Supplied data =
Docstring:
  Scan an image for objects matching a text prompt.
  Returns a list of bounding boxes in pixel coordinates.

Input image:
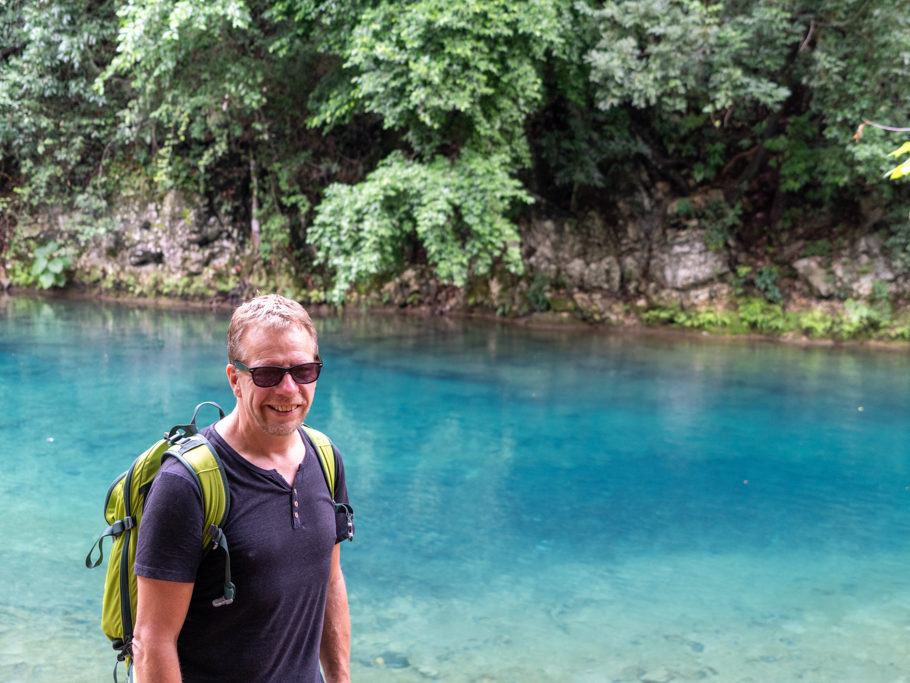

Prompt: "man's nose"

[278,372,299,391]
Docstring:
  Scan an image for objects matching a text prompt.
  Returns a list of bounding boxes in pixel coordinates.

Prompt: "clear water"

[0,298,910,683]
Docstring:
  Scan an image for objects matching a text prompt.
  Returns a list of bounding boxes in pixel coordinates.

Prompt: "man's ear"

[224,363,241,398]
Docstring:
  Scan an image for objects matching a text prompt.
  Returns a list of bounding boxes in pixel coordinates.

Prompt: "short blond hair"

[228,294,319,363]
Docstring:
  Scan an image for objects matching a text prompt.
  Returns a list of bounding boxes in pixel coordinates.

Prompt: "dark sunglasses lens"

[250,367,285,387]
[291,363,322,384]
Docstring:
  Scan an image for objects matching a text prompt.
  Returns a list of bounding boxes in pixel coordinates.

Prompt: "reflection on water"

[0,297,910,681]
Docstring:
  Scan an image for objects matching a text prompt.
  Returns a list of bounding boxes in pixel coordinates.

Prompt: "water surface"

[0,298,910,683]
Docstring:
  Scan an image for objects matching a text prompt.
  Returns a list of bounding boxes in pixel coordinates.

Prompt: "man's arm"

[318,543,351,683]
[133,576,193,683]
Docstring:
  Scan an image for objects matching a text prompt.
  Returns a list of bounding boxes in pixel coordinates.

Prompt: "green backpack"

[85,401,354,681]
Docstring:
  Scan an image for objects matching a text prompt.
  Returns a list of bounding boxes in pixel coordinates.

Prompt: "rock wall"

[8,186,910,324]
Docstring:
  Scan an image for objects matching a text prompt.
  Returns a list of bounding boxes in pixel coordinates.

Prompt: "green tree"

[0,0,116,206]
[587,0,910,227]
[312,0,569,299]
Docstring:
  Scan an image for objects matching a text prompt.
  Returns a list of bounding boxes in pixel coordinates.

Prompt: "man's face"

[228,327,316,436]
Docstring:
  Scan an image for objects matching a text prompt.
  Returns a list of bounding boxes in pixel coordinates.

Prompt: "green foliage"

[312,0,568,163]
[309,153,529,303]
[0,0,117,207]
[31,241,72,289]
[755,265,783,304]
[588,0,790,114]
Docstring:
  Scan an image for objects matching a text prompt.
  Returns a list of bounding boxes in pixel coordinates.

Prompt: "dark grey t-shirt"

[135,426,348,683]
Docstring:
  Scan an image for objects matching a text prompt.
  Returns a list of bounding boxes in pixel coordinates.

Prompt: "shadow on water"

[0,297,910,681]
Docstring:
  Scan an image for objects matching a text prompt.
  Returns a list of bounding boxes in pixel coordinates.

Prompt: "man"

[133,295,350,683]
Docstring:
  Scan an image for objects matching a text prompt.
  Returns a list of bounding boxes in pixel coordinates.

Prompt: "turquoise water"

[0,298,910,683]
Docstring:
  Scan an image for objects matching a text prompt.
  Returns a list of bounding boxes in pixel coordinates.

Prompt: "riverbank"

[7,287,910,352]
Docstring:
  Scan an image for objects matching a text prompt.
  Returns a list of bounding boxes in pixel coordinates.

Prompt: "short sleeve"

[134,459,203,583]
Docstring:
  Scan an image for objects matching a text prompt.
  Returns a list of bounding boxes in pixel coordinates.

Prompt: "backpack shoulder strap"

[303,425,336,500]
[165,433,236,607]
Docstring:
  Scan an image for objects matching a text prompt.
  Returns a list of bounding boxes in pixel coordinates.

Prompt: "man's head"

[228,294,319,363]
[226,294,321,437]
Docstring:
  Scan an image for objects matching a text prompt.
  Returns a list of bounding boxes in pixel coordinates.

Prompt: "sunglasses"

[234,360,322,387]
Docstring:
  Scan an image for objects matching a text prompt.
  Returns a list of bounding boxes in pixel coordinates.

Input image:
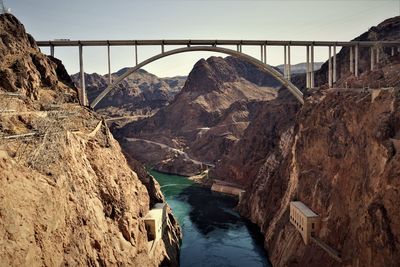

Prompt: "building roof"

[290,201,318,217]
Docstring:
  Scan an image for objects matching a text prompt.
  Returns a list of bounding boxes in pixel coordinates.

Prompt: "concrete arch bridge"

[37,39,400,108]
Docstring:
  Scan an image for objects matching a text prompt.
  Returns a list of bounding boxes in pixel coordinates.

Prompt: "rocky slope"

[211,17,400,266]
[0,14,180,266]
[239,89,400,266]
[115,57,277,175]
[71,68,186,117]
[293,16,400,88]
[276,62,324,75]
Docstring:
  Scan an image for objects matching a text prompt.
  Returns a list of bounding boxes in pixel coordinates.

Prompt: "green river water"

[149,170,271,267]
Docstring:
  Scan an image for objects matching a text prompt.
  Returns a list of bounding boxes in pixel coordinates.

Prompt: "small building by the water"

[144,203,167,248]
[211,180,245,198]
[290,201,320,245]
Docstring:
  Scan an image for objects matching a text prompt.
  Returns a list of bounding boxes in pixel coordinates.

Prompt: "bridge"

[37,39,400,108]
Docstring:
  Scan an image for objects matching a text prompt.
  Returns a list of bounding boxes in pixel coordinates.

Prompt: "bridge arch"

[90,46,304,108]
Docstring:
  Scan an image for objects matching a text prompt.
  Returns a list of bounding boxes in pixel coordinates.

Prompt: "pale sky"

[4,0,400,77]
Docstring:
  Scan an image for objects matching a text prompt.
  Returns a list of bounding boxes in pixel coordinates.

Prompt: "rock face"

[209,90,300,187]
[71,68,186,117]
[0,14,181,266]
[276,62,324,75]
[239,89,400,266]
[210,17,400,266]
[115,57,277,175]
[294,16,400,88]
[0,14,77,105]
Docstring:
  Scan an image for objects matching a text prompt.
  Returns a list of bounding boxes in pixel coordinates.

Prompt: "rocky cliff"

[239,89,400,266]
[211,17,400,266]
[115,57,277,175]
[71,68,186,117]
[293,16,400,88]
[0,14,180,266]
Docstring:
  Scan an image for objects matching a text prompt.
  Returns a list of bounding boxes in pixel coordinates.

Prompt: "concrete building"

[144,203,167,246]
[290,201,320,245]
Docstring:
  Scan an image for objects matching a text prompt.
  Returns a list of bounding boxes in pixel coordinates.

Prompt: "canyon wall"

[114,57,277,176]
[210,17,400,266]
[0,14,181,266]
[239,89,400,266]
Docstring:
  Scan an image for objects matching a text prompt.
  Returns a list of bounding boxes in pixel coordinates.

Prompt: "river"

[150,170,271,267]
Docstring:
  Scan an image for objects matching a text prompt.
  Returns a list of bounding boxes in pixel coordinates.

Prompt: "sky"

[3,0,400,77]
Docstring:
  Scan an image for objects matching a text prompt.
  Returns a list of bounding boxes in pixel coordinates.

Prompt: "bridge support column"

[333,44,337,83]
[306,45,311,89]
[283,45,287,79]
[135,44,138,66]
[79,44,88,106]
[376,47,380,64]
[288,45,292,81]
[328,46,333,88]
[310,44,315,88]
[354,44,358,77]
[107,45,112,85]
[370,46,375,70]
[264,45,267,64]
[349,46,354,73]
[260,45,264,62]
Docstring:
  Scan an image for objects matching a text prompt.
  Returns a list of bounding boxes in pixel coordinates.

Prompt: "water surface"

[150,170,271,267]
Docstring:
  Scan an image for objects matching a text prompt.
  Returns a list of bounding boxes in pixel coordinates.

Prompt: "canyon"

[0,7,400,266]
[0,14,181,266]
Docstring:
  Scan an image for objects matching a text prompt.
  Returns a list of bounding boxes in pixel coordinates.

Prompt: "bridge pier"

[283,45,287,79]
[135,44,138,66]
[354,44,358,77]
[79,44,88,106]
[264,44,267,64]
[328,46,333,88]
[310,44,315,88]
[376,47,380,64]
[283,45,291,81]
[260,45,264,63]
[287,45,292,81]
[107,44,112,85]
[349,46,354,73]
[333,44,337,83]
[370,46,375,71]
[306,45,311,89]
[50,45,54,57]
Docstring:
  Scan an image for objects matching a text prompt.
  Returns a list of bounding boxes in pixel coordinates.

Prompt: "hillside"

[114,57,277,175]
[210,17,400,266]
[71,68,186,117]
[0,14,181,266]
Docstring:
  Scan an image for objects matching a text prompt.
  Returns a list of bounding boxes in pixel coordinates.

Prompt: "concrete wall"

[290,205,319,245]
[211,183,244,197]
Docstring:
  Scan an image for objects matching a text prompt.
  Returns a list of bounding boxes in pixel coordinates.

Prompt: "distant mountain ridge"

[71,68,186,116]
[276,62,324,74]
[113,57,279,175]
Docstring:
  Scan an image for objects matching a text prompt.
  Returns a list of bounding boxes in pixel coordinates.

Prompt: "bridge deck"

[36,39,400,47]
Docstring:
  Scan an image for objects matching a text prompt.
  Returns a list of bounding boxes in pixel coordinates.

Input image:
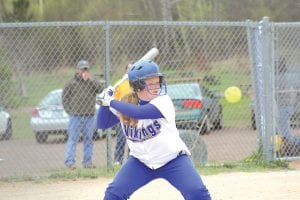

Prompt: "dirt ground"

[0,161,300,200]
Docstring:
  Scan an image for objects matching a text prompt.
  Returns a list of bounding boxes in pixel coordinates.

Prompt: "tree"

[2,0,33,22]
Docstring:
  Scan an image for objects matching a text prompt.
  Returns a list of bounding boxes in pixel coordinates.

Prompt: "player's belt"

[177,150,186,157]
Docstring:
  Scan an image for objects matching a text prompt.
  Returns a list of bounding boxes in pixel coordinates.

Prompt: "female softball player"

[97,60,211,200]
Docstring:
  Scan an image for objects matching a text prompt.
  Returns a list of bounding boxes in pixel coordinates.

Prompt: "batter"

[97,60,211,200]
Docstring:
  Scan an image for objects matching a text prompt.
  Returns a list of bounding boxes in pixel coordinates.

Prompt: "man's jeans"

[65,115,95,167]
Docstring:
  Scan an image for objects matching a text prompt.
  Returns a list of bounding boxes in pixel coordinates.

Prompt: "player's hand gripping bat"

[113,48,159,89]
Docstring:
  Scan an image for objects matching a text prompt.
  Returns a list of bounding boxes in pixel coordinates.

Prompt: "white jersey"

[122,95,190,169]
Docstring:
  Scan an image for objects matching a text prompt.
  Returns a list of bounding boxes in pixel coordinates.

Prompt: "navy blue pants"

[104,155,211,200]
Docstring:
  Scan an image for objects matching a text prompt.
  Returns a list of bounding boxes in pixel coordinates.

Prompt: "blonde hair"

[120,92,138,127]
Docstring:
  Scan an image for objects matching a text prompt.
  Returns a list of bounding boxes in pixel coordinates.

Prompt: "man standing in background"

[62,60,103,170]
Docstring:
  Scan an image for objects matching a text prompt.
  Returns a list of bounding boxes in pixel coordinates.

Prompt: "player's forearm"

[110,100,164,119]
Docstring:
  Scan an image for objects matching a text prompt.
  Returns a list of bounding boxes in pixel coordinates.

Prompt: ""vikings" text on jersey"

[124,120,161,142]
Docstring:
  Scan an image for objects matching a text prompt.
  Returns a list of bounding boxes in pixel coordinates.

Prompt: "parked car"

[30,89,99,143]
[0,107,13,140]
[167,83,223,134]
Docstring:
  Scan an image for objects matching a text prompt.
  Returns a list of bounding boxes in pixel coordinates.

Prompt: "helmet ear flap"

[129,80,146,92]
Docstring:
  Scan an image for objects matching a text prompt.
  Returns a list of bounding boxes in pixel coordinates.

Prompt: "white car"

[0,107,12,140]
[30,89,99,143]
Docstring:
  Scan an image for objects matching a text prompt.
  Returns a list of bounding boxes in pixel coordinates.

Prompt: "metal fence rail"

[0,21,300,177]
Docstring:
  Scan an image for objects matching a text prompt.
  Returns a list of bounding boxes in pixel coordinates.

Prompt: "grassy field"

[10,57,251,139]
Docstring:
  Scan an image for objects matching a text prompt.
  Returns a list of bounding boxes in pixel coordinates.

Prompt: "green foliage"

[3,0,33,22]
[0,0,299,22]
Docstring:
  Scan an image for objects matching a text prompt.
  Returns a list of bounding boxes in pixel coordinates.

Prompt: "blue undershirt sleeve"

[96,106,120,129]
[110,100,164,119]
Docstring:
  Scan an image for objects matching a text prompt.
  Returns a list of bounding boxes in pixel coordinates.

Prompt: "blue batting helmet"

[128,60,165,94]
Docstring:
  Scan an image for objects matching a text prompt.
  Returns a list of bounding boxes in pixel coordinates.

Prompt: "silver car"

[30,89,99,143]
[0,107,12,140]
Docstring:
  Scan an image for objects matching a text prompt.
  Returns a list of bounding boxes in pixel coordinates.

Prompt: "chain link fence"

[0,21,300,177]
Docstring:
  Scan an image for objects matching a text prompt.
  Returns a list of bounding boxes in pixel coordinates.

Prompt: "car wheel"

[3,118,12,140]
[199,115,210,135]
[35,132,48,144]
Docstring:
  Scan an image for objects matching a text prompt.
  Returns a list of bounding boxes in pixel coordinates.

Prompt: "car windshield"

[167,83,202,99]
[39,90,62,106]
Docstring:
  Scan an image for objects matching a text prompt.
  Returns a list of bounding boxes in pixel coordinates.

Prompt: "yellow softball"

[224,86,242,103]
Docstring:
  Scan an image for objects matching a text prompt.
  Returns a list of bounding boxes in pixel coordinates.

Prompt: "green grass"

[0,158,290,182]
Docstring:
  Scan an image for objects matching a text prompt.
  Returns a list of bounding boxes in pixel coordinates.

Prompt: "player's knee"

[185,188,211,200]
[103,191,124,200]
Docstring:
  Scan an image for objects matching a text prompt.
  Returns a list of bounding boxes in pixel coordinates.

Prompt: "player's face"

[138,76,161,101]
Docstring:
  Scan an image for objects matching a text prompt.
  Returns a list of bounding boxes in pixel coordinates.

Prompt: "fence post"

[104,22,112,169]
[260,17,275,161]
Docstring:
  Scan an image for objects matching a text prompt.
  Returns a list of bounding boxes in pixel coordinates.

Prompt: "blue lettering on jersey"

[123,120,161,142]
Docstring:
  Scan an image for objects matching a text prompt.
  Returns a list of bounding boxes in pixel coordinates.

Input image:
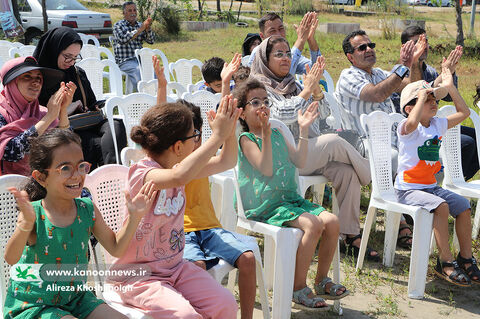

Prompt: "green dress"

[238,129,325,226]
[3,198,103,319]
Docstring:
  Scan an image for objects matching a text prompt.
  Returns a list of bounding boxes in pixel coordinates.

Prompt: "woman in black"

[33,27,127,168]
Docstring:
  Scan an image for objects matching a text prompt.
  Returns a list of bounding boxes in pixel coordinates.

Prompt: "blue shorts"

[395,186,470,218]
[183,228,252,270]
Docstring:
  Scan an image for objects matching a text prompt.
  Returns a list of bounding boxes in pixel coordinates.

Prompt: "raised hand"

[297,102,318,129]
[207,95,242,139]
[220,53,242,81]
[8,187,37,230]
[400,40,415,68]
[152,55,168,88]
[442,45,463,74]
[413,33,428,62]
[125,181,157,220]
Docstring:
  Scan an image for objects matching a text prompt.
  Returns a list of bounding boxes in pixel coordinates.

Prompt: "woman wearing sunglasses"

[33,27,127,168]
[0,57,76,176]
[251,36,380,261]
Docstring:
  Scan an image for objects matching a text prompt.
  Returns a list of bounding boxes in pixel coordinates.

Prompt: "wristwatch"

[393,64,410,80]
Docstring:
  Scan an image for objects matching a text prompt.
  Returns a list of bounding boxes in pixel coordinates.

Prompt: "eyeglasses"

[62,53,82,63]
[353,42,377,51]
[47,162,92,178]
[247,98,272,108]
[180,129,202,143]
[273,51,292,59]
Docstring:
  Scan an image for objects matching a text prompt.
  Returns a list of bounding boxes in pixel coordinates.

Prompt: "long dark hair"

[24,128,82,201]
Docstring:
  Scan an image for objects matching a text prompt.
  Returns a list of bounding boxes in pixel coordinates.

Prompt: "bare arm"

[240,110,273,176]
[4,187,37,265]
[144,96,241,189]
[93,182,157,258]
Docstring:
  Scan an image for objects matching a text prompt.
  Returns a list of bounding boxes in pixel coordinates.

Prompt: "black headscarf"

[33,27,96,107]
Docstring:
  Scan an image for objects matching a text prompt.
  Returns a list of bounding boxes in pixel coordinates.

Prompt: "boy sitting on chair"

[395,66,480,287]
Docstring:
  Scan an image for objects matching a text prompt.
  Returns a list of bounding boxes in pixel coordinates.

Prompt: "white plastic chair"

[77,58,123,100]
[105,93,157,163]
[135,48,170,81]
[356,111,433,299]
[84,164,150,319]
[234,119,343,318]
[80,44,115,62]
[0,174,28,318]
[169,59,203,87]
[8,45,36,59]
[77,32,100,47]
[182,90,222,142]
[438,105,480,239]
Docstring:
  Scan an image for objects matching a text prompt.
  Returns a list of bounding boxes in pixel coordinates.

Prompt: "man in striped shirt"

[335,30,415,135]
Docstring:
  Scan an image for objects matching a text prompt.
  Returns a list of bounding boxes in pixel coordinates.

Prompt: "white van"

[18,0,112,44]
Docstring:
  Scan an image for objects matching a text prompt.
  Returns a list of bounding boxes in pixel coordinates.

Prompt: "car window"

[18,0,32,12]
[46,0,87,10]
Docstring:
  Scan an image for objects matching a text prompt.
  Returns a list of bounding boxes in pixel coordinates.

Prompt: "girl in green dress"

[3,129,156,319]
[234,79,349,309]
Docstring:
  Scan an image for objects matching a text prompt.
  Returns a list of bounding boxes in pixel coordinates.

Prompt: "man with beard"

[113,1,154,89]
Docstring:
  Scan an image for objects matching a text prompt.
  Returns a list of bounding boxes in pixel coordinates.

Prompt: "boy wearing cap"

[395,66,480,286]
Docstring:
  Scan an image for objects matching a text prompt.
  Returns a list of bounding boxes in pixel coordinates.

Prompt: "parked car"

Task statement = Count the lines of the records above that contain the string "water", treating uppercase and lowercase letters as distinct, and reply with only that number.

Right answer = 8